▸ **Assignment A**:
According to the file-restore README, which tool did the author use to write the script that compares copies byte by byte?
▸ **Assignment B**:
Reproduce the part of the file-restore README that runs from "For example, assume" to "or more copies.".

▸ **Exercise passage**:
════════
GitHub - arijs/file-restore-torrent

File Restore Torrent*

* Torrent capabilities not yet ready

I have a problem. I had files stored on optical media disks (dvds) which are over ten years old. When I copy the files to the hard disk on my computer and verify them using a torrent file, some pieces are broken. But I noticed that each time that I copied the file, it was a different amount of pieces inside that file that were broken. So I thought that some bytes were coming wrong during the copy, but not always the same bytes, it looks like each byte had a random chance of being copied with an error.

So, with that in mind, I decided to take an average: copy the files many times, and then write a NodeJS script that compared many copies at the same time, compare each byte in each file and detect bytes that were different in two files or more. When an error is detected, get each byte value from each file and insert in a list, and then verify in that list how many times each byte value has been found.

For example, assume I have three copies of one file: a1.txt, a2.txt and a3.txt. At a byte position 37, files a1 and a2 have a value '5f', but file a3 has the value '5e'. That makes the value '5f' the most frequent value for that byte position, so it becomes my first candidate for the correct value for that byte. I do this for all bytes in the file, and I save a list of most frequent values for all bytes that have a different value in one or more copies.
════════
(Images for locating objects)
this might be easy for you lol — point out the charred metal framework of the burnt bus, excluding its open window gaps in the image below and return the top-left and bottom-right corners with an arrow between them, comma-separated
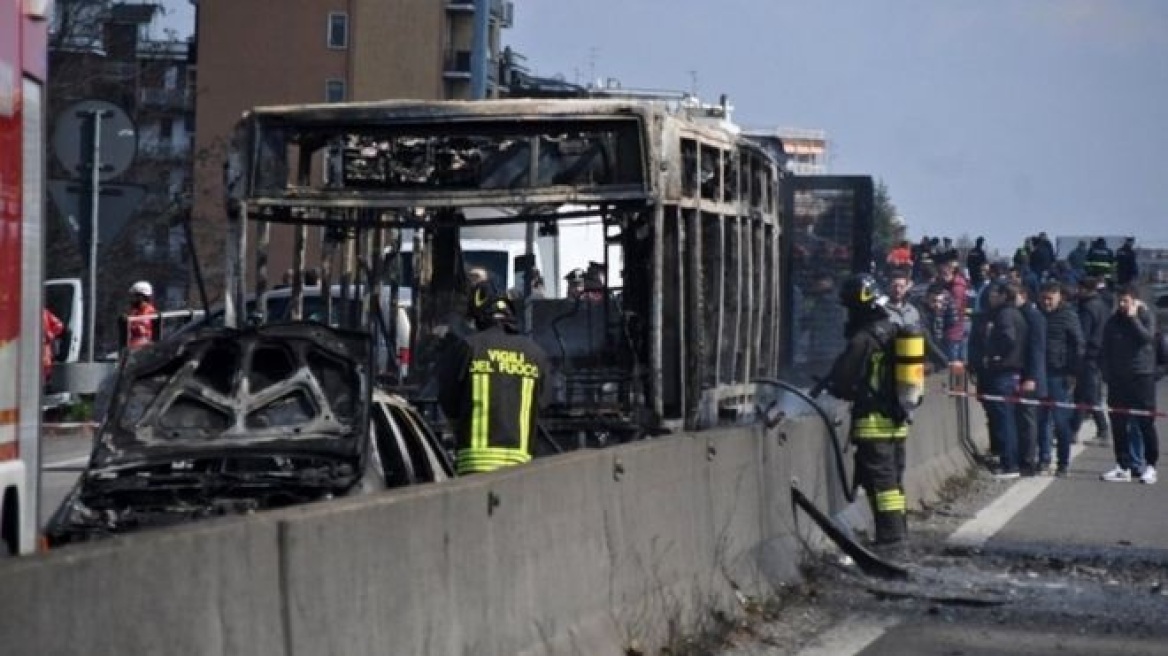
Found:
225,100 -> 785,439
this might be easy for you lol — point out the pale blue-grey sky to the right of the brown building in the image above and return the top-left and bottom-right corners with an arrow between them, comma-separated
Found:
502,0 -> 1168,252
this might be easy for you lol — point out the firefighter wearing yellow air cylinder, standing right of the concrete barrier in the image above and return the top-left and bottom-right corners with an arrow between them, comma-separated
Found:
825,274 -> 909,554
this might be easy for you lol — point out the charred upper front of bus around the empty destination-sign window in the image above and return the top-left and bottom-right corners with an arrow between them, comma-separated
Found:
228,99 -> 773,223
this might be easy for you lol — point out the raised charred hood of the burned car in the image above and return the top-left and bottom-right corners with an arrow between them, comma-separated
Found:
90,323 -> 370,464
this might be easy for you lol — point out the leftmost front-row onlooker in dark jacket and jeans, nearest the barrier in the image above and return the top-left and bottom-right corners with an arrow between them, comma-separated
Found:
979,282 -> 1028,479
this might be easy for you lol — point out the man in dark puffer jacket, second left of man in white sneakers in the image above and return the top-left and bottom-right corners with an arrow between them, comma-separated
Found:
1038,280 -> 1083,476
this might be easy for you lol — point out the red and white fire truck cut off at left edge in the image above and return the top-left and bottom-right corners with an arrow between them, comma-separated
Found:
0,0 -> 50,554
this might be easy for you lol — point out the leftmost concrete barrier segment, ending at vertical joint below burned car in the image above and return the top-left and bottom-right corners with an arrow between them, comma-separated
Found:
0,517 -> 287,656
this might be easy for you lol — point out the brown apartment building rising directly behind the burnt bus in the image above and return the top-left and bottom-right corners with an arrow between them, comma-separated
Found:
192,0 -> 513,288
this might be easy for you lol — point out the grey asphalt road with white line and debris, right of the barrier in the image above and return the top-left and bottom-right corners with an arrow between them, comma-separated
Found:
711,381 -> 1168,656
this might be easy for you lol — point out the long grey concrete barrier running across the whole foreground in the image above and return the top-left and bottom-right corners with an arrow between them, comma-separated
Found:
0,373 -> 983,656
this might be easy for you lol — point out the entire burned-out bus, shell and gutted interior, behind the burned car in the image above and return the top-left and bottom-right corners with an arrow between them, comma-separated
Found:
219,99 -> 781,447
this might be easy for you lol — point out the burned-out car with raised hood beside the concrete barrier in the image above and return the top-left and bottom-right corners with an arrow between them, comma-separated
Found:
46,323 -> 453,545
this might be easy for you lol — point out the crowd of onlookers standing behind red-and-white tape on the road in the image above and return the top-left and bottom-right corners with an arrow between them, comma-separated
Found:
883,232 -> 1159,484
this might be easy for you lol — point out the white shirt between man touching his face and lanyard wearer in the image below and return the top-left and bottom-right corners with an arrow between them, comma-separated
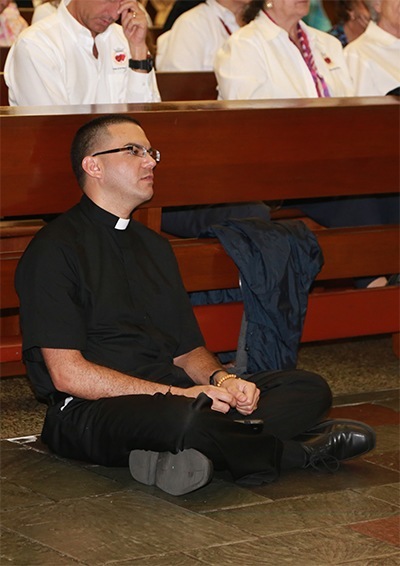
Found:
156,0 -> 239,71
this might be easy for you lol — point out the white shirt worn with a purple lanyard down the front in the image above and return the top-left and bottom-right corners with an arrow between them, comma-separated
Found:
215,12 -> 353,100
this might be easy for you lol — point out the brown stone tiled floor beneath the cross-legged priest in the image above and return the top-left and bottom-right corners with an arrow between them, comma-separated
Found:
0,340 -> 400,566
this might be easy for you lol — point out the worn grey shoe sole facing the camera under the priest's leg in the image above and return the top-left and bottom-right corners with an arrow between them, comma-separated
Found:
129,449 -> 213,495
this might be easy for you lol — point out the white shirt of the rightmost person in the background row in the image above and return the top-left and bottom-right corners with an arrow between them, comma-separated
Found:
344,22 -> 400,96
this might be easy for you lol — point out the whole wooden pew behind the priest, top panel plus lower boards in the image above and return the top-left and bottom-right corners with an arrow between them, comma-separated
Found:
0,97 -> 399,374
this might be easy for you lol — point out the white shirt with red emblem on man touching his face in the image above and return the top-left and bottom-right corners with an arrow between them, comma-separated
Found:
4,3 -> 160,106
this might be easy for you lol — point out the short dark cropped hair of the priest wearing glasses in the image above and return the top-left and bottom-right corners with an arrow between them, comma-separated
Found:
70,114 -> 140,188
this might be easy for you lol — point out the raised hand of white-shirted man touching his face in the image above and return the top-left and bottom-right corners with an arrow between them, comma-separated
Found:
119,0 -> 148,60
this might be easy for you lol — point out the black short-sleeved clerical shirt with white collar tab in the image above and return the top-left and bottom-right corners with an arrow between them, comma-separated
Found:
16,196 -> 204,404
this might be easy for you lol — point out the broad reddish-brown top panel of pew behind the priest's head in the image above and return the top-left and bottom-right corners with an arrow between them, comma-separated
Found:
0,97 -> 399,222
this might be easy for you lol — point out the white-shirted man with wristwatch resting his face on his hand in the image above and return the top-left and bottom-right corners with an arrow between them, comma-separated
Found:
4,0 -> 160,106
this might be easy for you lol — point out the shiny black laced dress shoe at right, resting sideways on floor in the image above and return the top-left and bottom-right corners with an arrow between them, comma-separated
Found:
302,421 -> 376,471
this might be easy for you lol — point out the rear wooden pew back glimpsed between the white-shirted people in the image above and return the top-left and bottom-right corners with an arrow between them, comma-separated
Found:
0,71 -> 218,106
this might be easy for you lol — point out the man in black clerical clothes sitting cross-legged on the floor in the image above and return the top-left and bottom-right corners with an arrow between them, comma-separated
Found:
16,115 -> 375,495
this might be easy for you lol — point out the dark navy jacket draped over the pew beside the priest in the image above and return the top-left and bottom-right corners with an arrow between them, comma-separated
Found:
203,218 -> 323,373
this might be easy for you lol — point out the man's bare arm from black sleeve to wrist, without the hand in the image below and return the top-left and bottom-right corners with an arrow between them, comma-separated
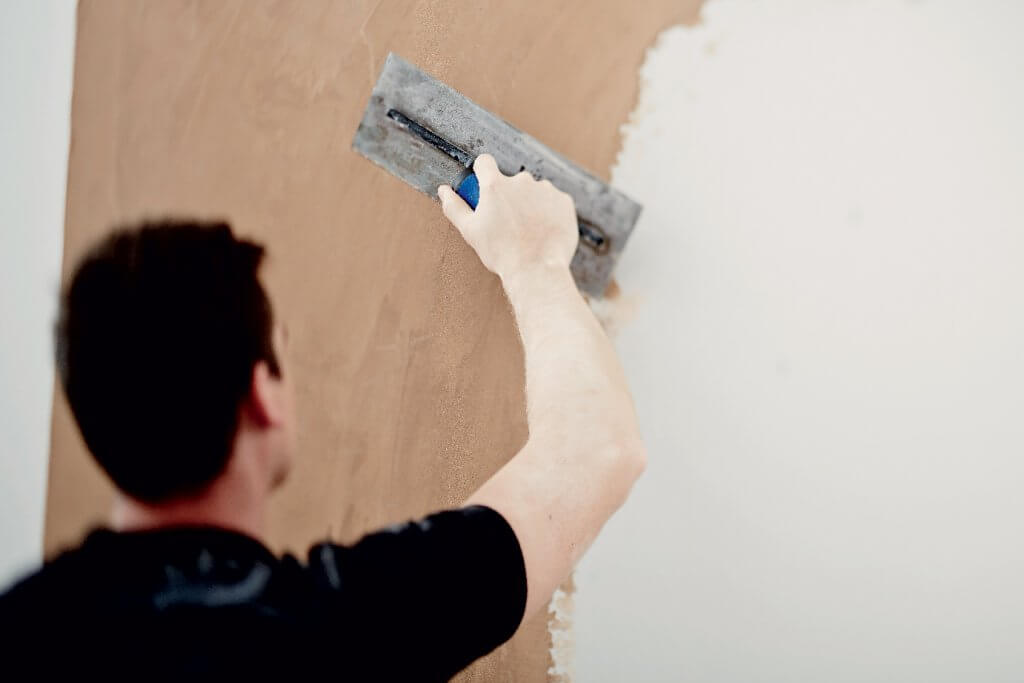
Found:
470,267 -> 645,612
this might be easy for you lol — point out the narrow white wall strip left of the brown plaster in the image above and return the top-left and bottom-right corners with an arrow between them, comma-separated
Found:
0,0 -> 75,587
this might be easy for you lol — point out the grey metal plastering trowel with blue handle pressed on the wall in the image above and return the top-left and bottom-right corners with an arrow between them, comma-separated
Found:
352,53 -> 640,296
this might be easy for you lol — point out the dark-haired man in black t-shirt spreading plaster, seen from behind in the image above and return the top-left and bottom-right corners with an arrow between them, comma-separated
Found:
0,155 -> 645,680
════════
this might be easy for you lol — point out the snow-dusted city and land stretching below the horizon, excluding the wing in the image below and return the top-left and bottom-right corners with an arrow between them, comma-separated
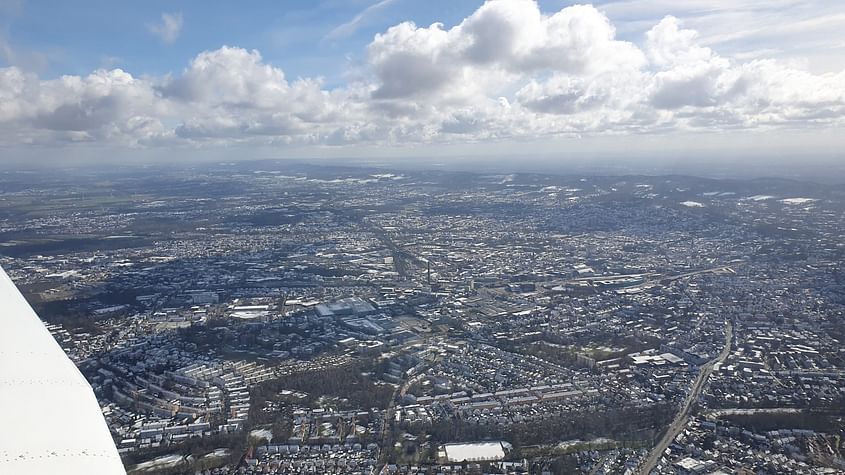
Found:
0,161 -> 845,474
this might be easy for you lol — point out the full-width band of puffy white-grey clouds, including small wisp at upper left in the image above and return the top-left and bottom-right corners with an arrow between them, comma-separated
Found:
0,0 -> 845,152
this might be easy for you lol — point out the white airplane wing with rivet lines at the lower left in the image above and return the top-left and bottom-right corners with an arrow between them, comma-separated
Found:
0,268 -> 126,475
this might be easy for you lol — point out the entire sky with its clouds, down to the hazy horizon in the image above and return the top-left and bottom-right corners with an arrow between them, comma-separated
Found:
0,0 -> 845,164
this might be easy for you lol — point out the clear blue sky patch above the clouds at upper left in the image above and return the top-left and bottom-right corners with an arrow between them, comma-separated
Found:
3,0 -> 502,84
════════
▸ **Worked solution A**:
NodeJS

▸ **Worked solution B**:
For example, assume I have three copies of one file: a1.txt, a2.txt and a3.txt. At a byte position 37, files a1 and a2 have a value '5f', but file a3 has the value '5e'. That makes the value '5f' the most frequent value for that byte position, so it becomes my first candidate for the correct value for that byte. I do this for all bytes in the file, and I save a list of most frequent values for all bytes that have a different value in one or more copies.